Marzo de 2006. Se cumplen 30 años del último golpe de Estado en Argentina y 31 desde que Ana, la protagonista de Todo por volver a verte, partió de su Córdoba natal y cruzó el Atlántico para exiliarse en España.
En esta novela de la escritora y periodista argentina Florencia Vercellone, editada por El Ateneo, la protagonista regresa, a pedido de su hija, a su país de origen después de tres décadas de dejarlo atrás, con el fin de conocer a la familia de su yerno. Pero, a pesar de sus intentos por desentenderse de un pasado que todavía le duele, Ana descubrirá que todavía le tiene reservadas algunas sorpresas.
El regreso a su Córdoba natal hará que la narración vuelva, como la protagonista, a ese momento decisivo en su vida que fue su exilio y todos los motivos que la empujaron a huir de su país. Y es que Ana, una joven de familia adinerada con una madre controladora, se había enamorado de Juan, un muchacho en pleno ascenso dentro de una agrupación revolucionaria.
Atrapada entre la estructura rígida de una vida tradicional que representa su madre y la adrenalina de la revolución, Ana deberá no solo elegir qué camino tomar sino aprender a lidiar con todo lo que dejó atrás. Como dijo la novelista Gabriela Exilart: “Todo por volver a verte es una historia de pérdidas y desencuentros; pero también de esperanzas”.

══════════

* _Trabajo solicitado_
**A.** Imprime el fragmento de la reseña sobre Todo por volver a verte que comienza en "Marzo de 2006." y termina en "reservadas algunas sorpresas.".
**B.** Según la reseña sobre Todo por volver a verte, ¿por qué regresa Ana a su país de origen tras tres décadas de ausencia?

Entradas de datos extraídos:
══════════

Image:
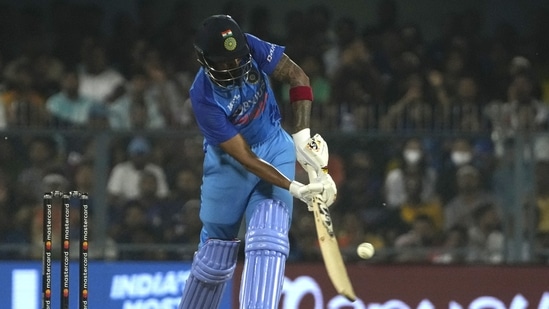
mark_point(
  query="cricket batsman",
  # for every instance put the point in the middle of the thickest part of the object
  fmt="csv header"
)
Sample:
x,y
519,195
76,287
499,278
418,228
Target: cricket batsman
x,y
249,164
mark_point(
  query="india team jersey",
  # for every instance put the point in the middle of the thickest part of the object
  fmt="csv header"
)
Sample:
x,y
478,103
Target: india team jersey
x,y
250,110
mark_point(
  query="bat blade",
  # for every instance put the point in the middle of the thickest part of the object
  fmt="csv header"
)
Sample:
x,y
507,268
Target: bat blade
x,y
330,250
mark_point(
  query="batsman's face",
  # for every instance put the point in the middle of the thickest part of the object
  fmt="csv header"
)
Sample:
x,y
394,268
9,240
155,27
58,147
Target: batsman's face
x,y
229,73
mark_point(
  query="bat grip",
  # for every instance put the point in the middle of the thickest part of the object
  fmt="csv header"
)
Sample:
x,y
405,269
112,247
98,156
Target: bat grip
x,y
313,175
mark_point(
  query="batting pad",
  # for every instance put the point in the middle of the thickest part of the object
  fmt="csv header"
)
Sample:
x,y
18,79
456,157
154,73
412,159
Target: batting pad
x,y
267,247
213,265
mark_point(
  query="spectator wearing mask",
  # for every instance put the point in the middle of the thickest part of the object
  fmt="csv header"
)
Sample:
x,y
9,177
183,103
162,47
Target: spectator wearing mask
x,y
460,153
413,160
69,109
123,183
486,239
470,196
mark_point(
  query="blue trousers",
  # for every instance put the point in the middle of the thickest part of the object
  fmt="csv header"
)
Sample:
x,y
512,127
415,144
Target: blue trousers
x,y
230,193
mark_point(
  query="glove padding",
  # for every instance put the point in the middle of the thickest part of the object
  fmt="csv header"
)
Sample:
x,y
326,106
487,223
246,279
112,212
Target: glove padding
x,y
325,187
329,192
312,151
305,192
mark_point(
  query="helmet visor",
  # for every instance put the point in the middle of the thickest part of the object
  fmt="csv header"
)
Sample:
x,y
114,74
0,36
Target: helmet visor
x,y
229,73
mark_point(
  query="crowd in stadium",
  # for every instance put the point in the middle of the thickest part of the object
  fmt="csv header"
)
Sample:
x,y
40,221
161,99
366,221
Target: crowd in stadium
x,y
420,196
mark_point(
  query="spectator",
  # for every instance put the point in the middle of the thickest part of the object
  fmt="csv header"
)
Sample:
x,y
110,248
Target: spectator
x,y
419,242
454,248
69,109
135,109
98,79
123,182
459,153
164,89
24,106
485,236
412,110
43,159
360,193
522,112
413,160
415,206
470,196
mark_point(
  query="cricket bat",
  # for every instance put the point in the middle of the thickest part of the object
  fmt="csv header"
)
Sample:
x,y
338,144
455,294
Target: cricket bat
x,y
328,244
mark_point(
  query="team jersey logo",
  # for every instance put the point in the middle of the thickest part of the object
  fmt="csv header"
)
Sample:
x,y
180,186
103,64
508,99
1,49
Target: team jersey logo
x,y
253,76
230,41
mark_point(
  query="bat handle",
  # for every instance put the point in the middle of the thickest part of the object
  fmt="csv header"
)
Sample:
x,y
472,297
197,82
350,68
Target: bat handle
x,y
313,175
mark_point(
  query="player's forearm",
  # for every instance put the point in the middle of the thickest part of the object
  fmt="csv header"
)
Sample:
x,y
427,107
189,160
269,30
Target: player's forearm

══════════

* _Resultados en orden_
**A.**
Marzo de 2006. Se cumplen 30 años del último golpe de Estado en Argentina y 31 desde que Ana, la protagonista de Todo por volver a verte, partió de su Córdoba natal y cruzó el Atlántico para exiliarse en España.
En esta novela de la escritora y periodista argentina Florencia Vercellone, editada por El Ateneo, la protagonista regresa, a pedido de su hija, a su país de origen después de tres décadas de dejarlo atrás, con el fin de conocer a la familia de su yerno. Pero, a pesar de sus intentos por desentenderse de un pasado que todavía le duele, Ana descubrirá que todavía le tiene reservadas algunas sorpresas.

**B.** Ana regresa a pedido de su hija, con el fin de conocer a la familia de su yerno.